• [PASSAGE]:

=== Section Start ===

Absorbing research on human sweat
Sweat and its role in human evolution feature in two intriguing studies by UK researchers. Scientists at Loughborough University have compiled a “sweat map” of the human body. They attached super-absorbent panels of special fabric, which can soak up 20 times its own weight of sweat, to male athletes exercising in hot conditions.
The results, published in the European Journal of Applied Physiology, came as a surprise. The central and lower back, particularly along the spine, showed unexpectedly high rates of sweating – twice as much as the front of the chest.
For cooling through evaporation, the main function of sweating, this is inefficient because the back is less exposed to airflow when walking or running and more sweat will simply drip off the body without cooling it.
George Havenith of Loughborough proposes a speculative evolutionary explanation: “If this pattern is a remnant from when we moved on all fours, before we walked upright, then sweating on the back would make sense. The chest would be protected from air movement and enclosed by the extremities, while the back pointing upwards would be more exposed to wind.’’
A separate study by scientists at Liverpool John Moores University and Glasgow University investigates the controversial theory that hunting animals by running them into the ground through heat exhaustion was important in human evolution. According to this long-standing idea, our ancestors evolved the ability to sweat while losing body hair so that they could stay cool enough to outrun their prey.

=== Section End ===

• [QUESTIONS TO ANSWER]:
1. Answer these questions using the article on human sweat:
(a) How many times its own weight in sweat can the special fabric soak up?
(b) In which journal were the Loughborough results published?
(c) Which universities carried out the separate study on hunting by heat exhaustion?
2. Resume the article on human sweat, continuing after its final sentence.

• [MATERIAL SHOWN]:
=== Section Start ===

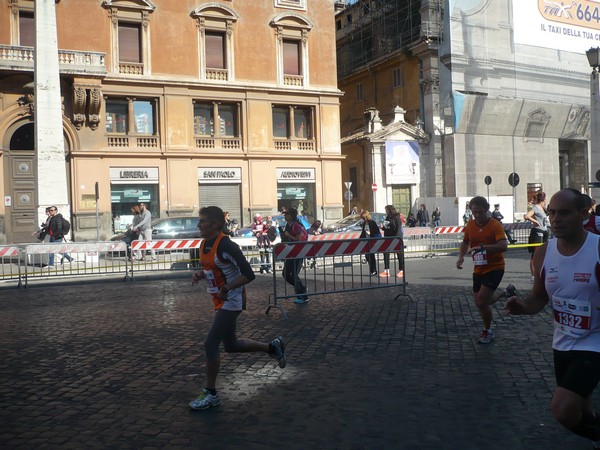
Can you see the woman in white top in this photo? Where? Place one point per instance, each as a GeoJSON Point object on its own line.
{"type": "Point", "coordinates": [538, 217]}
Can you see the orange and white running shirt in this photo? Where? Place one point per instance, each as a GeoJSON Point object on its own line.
{"type": "Point", "coordinates": [222, 261]}
{"type": "Point", "coordinates": [573, 287]}
{"type": "Point", "coordinates": [490, 233]}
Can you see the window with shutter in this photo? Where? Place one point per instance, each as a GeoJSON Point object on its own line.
{"type": "Point", "coordinates": [129, 43]}
{"type": "Point", "coordinates": [26, 29]}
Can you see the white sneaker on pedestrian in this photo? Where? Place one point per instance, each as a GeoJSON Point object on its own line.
{"type": "Point", "coordinates": [205, 400]}
{"type": "Point", "coordinates": [279, 351]}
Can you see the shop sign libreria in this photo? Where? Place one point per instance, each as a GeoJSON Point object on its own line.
{"type": "Point", "coordinates": [137, 175]}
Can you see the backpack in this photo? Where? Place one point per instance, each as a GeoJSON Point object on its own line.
{"type": "Point", "coordinates": [303, 232]}
{"type": "Point", "coordinates": [272, 233]}
{"type": "Point", "coordinates": [66, 226]}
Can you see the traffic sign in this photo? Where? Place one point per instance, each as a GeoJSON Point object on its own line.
{"type": "Point", "coordinates": [513, 179]}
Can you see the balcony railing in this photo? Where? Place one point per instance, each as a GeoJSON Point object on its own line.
{"type": "Point", "coordinates": [75, 62]}
{"type": "Point", "coordinates": [293, 80]}
{"type": "Point", "coordinates": [294, 145]}
{"type": "Point", "coordinates": [131, 68]}
{"type": "Point", "coordinates": [141, 142]}
{"type": "Point", "coordinates": [216, 74]}
{"type": "Point", "coordinates": [211, 143]}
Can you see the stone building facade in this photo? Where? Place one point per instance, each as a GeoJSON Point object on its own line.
{"type": "Point", "coordinates": [500, 87]}
{"type": "Point", "coordinates": [179, 104]}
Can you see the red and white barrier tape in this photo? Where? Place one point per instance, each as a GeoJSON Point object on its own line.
{"type": "Point", "coordinates": [166, 244]}
{"type": "Point", "coordinates": [75, 247]}
{"type": "Point", "coordinates": [346, 247]}
{"type": "Point", "coordinates": [9, 251]}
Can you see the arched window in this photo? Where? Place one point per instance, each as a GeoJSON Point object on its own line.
{"type": "Point", "coordinates": [215, 41]}
{"type": "Point", "coordinates": [130, 35]}
{"type": "Point", "coordinates": [292, 49]}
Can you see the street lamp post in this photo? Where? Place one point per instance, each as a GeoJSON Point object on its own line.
{"type": "Point", "coordinates": [593, 56]}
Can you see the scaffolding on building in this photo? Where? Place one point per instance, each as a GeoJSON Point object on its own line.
{"type": "Point", "coordinates": [370, 30]}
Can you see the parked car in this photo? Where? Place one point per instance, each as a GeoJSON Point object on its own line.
{"type": "Point", "coordinates": [353, 222]}
{"type": "Point", "coordinates": [176, 227]}
{"type": "Point", "coordinates": [247, 230]}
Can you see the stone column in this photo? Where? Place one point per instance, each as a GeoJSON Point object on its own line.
{"type": "Point", "coordinates": [52, 187]}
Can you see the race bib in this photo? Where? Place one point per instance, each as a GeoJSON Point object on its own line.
{"type": "Point", "coordinates": [211, 282]}
{"type": "Point", "coordinates": [572, 317]}
{"type": "Point", "coordinates": [480, 258]}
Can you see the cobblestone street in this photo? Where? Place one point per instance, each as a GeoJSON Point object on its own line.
{"type": "Point", "coordinates": [114, 365]}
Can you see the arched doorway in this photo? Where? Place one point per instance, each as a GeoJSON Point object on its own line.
{"type": "Point", "coordinates": [20, 184]}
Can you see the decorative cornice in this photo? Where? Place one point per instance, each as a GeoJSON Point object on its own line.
{"type": "Point", "coordinates": [79, 97]}
{"type": "Point", "coordinates": [94, 107]}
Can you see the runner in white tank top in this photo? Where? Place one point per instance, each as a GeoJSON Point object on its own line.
{"type": "Point", "coordinates": [572, 285]}
{"type": "Point", "coordinates": [566, 274]}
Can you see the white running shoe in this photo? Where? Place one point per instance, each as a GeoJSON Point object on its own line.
{"type": "Point", "coordinates": [279, 353]}
{"type": "Point", "coordinates": [205, 400]}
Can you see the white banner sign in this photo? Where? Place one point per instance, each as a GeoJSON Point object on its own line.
{"type": "Point", "coordinates": [572, 26]}
{"type": "Point", "coordinates": [402, 162]}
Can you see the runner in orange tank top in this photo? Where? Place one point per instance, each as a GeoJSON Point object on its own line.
{"type": "Point", "coordinates": [226, 271]}
{"type": "Point", "coordinates": [484, 239]}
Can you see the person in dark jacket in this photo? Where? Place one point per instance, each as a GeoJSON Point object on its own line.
{"type": "Point", "coordinates": [423, 216]}
{"type": "Point", "coordinates": [373, 231]}
{"type": "Point", "coordinates": [55, 229]}
{"type": "Point", "coordinates": [392, 226]}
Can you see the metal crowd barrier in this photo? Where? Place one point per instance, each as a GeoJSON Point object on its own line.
{"type": "Point", "coordinates": [332, 266]}
{"type": "Point", "coordinates": [25, 262]}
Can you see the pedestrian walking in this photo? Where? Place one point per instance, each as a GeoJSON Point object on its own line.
{"type": "Point", "coordinates": [538, 217]}
{"type": "Point", "coordinates": [294, 231]}
{"type": "Point", "coordinates": [565, 273]}
{"type": "Point", "coordinates": [467, 214]}
{"type": "Point", "coordinates": [436, 217]}
{"type": "Point", "coordinates": [226, 271]}
{"type": "Point", "coordinates": [144, 230]}
{"type": "Point", "coordinates": [423, 216]}
{"type": "Point", "coordinates": [44, 227]}
{"type": "Point", "coordinates": [485, 241]}
{"type": "Point", "coordinates": [369, 229]}
{"type": "Point", "coordinates": [392, 227]}
{"type": "Point", "coordinates": [56, 229]}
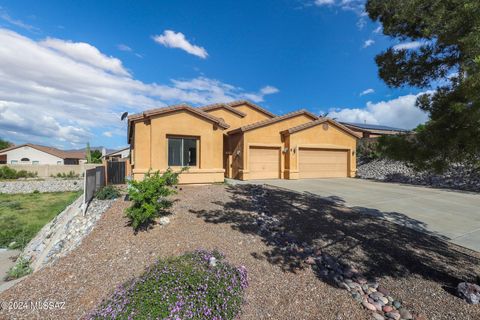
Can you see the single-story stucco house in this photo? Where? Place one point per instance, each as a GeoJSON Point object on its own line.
{"type": "Point", "coordinates": [37, 154]}
{"type": "Point", "coordinates": [239, 140]}
{"type": "Point", "coordinates": [118, 154]}
{"type": "Point", "coordinates": [374, 130]}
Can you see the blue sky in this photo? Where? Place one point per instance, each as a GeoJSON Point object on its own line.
{"type": "Point", "coordinates": [69, 69]}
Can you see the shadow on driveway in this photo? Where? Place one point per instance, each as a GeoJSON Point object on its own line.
{"type": "Point", "coordinates": [377, 247]}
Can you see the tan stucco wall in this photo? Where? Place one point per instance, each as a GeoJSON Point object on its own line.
{"type": "Point", "coordinates": [264, 136]}
{"type": "Point", "coordinates": [318, 137]}
{"type": "Point", "coordinates": [151, 146]}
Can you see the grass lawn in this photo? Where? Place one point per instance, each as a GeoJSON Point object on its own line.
{"type": "Point", "coordinates": [23, 215]}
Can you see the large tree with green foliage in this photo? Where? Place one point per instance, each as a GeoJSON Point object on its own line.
{"type": "Point", "coordinates": [447, 61]}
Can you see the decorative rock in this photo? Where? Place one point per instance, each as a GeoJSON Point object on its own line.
{"type": "Point", "coordinates": [397, 304]}
{"type": "Point", "coordinates": [212, 262]}
{"type": "Point", "coordinates": [376, 316]}
{"type": "Point", "coordinates": [164, 221]}
{"type": "Point", "coordinates": [393, 315]}
{"type": "Point", "coordinates": [310, 261]}
{"type": "Point", "coordinates": [345, 286]}
{"type": "Point", "coordinates": [469, 292]}
{"type": "Point", "coordinates": [387, 309]}
{"type": "Point", "coordinates": [384, 291]}
{"type": "Point", "coordinates": [377, 306]}
{"type": "Point", "coordinates": [457, 176]}
{"type": "Point", "coordinates": [405, 314]}
{"type": "Point", "coordinates": [361, 280]}
{"type": "Point", "coordinates": [369, 306]}
{"type": "Point", "coordinates": [357, 296]}
{"type": "Point", "coordinates": [384, 300]}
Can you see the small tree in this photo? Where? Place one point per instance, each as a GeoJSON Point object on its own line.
{"type": "Point", "coordinates": [88, 153]}
{"type": "Point", "coordinates": [149, 197]}
{"type": "Point", "coordinates": [4, 144]}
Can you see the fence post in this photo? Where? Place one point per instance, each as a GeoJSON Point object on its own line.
{"type": "Point", "coordinates": [105, 164]}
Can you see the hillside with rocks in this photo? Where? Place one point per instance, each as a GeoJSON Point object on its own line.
{"type": "Point", "coordinates": [456, 177]}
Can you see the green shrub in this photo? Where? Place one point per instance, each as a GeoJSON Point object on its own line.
{"type": "Point", "coordinates": [10, 173]}
{"type": "Point", "coordinates": [185, 287]}
{"type": "Point", "coordinates": [149, 197]}
{"type": "Point", "coordinates": [20, 269]}
{"type": "Point", "coordinates": [107, 193]}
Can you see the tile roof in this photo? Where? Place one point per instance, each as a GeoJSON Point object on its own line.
{"type": "Point", "coordinates": [273, 120]}
{"type": "Point", "coordinates": [50, 150]}
{"type": "Point", "coordinates": [373, 126]}
{"type": "Point", "coordinates": [251, 104]}
{"type": "Point", "coordinates": [223, 106]}
{"type": "Point", "coordinates": [320, 121]}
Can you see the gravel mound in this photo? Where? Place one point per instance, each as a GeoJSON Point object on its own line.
{"type": "Point", "coordinates": [456, 177]}
{"type": "Point", "coordinates": [49, 185]}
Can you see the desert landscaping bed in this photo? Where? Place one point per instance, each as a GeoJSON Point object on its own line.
{"type": "Point", "coordinates": [418, 269]}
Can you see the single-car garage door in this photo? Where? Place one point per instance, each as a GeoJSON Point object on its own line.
{"type": "Point", "coordinates": [323, 163]}
{"type": "Point", "coordinates": [264, 163]}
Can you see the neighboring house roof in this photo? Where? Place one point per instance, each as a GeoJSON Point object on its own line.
{"type": "Point", "coordinates": [216, 106]}
{"type": "Point", "coordinates": [370, 127]}
{"type": "Point", "coordinates": [267, 122]}
{"type": "Point", "coordinates": [50, 150]}
{"type": "Point", "coordinates": [251, 104]}
{"type": "Point", "coordinates": [116, 151]}
{"type": "Point", "coordinates": [153, 112]}
{"type": "Point", "coordinates": [318, 122]}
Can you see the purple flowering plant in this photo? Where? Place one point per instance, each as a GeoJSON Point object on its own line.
{"type": "Point", "coordinates": [184, 287]}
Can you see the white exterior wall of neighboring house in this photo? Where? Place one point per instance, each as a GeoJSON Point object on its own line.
{"type": "Point", "coordinates": [34, 156]}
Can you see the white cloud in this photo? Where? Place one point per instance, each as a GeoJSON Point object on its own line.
{"type": "Point", "coordinates": [124, 47]}
{"type": "Point", "coordinates": [85, 53]}
{"type": "Point", "coordinates": [16, 22]}
{"type": "Point", "coordinates": [269, 90]}
{"type": "Point", "coordinates": [172, 39]}
{"type": "Point", "coordinates": [408, 45]}
{"type": "Point", "coordinates": [378, 29]}
{"type": "Point", "coordinates": [324, 2]}
{"type": "Point", "coordinates": [400, 112]}
{"type": "Point", "coordinates": [367, 91]}
{"type": "Point", "coordinates": [368, 43]}
{"type": "Point", "coordinates": [61, 93]}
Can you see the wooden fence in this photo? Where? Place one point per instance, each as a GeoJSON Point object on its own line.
{"type": "Point", "coordinates": [93, 181]}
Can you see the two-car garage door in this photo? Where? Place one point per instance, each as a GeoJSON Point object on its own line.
{"type": "Point", "coordinates": [323, 163]}
{"type": "Point", "coordinates": [313, 163]}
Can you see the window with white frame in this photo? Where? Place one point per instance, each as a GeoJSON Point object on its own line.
{"type": "Point", "coordinates": [182, 152]}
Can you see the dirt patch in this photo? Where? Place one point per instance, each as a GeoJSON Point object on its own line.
{"type": "Point", "coordinates": [414, 266]}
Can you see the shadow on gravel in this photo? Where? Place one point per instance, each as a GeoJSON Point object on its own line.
{"type": "Point", "coordinates": [375, 246]}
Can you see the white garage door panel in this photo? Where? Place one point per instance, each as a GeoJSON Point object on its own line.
{"type": "Point", "coordinates": [264, 163]}
{"type": "Point", "coordinates": [322, 163]}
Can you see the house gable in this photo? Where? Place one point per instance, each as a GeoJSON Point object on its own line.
{"type": "Point", "coordinates": [249, 107]}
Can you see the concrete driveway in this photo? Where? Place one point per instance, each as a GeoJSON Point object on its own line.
{"type": "Point", "coordinates": [454, 215]}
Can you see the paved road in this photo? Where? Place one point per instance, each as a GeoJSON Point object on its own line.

=== Section End ===

• [SOLVED PROBLEMS]:
1.
(a) 20 times its own weight.
(b) The European Journal of Applied Physiology.
(c) Liverpool John Moores University and Glasgow University.

2.
But the results, published in the Journal of Human Evolution, show that endurance running could not have been a factor until late in human evolution. People could only have kept cool enough to run for long periods in the African heat if they were as hairless and sweated as much as modern humans.
The big unknown, says David Wilkinson of Liverpool John Moores, is how long ago and how gradually hominids lost their body hair. Palaeontology and genetics offer no good evidence for the timing. As he points out, “it is interesting to note the very different amounts of hair that have been drawn in both academic and popular reconstructions of our ancestors.”
Asked about sweaty backs, Wilkinson says our early ancestors probably had too much hair when they walked on all fours to have sweated much through the back. But he offers another speculation: later, after they became bipedal and had more bare skin, their backs would have been exposed to the air as they knelt or bent over to forage.